TASK TO COMPLETE
Go through the data below and copy it exactly, skipping every picture.

INFORMATION SHOWN
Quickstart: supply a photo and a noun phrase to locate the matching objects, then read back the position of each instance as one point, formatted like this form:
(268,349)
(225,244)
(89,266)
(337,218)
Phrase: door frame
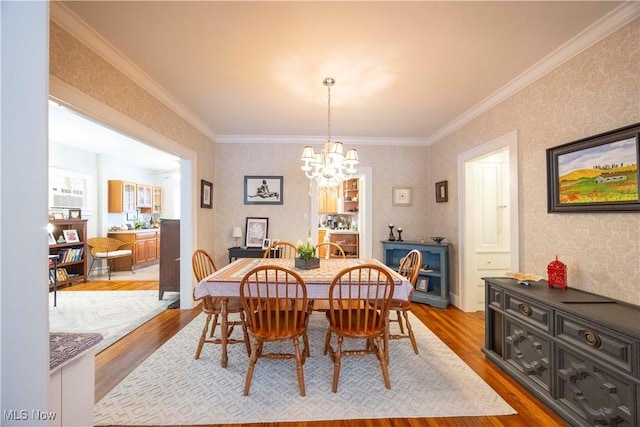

REPLY
Quickstart: supply a photo and a noun phrase to locate the matching objects, then read back the position of each instance as one point, formatted like this form:
(268,349)
(225,244)
(89,266)
(337,218)
Phrase: door frame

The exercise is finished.